[Dataset entries about object locations]
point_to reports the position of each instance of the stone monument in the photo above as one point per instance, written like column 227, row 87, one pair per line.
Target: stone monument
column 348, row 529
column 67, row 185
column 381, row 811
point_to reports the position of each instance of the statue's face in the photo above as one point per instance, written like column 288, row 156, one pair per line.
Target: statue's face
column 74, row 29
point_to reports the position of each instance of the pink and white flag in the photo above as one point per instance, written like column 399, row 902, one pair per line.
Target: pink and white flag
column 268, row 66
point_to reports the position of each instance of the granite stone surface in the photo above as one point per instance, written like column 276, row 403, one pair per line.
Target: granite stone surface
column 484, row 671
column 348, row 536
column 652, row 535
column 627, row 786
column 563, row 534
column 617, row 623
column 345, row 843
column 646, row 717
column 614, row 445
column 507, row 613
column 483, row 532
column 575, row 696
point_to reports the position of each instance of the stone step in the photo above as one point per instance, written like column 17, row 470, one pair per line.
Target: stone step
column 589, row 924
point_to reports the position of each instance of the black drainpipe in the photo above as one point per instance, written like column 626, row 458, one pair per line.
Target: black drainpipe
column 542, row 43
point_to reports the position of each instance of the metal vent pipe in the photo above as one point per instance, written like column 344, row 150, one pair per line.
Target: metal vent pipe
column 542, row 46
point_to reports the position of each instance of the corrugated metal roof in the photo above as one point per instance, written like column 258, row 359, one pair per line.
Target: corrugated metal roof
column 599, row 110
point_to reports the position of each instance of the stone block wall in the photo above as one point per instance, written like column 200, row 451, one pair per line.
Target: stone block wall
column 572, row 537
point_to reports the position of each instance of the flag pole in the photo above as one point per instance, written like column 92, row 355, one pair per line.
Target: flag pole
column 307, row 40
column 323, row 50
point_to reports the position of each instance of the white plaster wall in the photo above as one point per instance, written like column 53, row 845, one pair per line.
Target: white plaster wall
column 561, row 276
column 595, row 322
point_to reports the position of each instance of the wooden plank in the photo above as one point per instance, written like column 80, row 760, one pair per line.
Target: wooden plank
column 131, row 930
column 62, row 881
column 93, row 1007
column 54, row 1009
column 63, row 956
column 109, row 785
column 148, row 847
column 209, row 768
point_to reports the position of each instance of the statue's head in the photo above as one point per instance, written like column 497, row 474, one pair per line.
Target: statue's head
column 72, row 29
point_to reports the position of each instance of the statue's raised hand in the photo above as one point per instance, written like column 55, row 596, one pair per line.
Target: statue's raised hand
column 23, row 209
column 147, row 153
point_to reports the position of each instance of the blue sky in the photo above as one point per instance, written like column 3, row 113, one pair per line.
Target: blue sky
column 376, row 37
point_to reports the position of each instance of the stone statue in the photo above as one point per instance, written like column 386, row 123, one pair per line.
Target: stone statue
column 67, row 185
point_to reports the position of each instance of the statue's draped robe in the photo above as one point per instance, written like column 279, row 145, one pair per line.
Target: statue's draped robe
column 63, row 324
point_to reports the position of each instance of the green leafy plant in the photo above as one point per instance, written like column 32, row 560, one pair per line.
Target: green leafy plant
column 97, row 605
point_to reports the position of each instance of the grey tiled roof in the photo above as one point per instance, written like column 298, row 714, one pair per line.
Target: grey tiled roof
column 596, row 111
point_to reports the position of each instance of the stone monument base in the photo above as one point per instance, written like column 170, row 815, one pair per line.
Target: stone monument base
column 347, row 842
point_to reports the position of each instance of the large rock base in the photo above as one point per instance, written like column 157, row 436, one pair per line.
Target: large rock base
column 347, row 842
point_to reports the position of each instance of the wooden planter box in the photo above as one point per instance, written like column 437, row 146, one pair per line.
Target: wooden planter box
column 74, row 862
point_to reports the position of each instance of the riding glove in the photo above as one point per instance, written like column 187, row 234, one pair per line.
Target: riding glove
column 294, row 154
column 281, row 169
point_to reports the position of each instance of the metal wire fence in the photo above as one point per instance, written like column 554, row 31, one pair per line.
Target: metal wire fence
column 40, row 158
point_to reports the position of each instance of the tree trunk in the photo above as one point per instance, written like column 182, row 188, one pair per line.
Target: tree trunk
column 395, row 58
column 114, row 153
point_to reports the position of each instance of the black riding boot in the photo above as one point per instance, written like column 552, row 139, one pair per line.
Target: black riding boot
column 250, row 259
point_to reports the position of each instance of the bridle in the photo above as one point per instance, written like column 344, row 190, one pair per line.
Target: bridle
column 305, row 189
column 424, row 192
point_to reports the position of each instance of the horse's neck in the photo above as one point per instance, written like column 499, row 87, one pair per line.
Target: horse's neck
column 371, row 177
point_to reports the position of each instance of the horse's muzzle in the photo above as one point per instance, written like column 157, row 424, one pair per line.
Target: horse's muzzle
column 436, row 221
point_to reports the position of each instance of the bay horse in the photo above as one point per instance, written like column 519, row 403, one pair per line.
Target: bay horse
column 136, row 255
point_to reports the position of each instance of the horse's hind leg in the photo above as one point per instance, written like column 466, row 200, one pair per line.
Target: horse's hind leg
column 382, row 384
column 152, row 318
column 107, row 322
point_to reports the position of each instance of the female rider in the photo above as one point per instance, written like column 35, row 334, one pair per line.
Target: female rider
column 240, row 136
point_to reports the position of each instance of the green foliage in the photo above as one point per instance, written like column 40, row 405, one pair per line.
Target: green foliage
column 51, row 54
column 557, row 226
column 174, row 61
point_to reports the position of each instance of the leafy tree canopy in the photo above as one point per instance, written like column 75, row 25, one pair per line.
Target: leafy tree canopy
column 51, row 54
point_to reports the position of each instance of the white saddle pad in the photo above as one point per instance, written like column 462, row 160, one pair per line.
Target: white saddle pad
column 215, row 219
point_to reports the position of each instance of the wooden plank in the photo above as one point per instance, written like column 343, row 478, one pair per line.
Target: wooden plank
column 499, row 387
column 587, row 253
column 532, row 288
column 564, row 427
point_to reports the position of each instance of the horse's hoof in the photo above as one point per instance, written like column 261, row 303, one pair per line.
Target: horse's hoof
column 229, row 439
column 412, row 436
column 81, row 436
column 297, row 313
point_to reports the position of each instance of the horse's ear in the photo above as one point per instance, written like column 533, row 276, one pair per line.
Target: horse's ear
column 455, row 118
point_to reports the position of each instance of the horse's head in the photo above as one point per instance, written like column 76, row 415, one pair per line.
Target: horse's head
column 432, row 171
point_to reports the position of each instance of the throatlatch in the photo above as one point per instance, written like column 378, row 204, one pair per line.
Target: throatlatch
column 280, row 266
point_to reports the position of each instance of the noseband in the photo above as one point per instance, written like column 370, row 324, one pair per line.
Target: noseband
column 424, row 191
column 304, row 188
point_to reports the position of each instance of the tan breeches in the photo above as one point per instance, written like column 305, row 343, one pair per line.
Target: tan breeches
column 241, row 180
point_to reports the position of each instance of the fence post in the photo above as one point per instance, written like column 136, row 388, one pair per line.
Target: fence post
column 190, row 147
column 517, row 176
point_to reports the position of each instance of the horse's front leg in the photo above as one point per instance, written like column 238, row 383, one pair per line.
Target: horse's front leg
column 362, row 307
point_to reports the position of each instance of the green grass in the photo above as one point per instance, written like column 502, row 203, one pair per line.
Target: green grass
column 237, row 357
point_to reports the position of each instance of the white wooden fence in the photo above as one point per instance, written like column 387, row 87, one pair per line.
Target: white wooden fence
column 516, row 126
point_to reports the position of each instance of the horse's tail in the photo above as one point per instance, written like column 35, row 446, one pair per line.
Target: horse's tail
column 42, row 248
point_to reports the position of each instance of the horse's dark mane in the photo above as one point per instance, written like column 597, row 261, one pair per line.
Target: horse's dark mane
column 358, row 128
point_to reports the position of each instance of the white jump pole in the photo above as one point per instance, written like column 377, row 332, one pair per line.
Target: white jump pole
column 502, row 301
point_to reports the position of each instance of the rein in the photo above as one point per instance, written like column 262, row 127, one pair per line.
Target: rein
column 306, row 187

[EXERCISE] Reproduce verbatim everything in the entries above, from the line containing "387, row 87, one pair per line." down to the final line, including both of those lines.

[FINAL ANSWER]
point_to reports the position of each instance of the white wooden fence in the photo above as one point per instance, written like column 387, row 87, one pair per line.
Target: white wooden fence
column 516, row 126
point_to reports the position of each instance of the horse's tail in the photo above as one point per instance, written like column 35, row 446, one pair per line.
Target: horse's tail
column 42, row 248
point_to reports the position of each instance of the horse's dark mane in the photo above as one point per instance, written like column 597, row 261, one pair per line.
Target: horse's dark mane
column 358, row 128
point_to reports the position of each instance of the white jump pole in the photo above as one point per instance, written like column 377, row 332, one pair per line.
Target: white jump pole
column 502, row 301
point_to reports the position of each instance of the rein in the photo above as one point per instance, written like column 262, row 127, one pair per line.
Target: rein
column 306, row 187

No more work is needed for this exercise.